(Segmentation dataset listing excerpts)
□ □ □ □ □ □ □
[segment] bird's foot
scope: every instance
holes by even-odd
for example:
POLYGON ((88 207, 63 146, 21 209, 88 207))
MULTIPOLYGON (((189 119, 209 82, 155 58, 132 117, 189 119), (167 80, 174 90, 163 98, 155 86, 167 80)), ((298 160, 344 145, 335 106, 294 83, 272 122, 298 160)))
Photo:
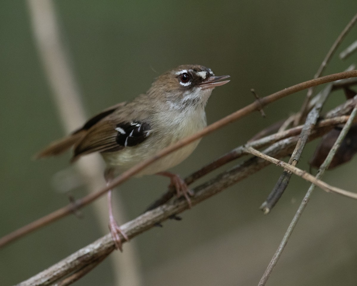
□ □ □ □ □ □ □
▶ _AIM OF THE TASK_
Reproduce the entire listing above word for word, leaving out the pictures.

▶ _WRITTEN REPLY_
[segment] bird's foot
scope: every instance
holes by even-odd
for example:
POLYGON ((88 207, 63 146, 21 209, 88 207))
MULTIPOLYGON (((189 119, 209 82, 155 58, 132 117, 189 119), (167 80, 174 90, 163 98, 155 86, 167 80)), ((298 160, 344 145, 335 106, 294 83, 272 122, 298 160)))
Photo:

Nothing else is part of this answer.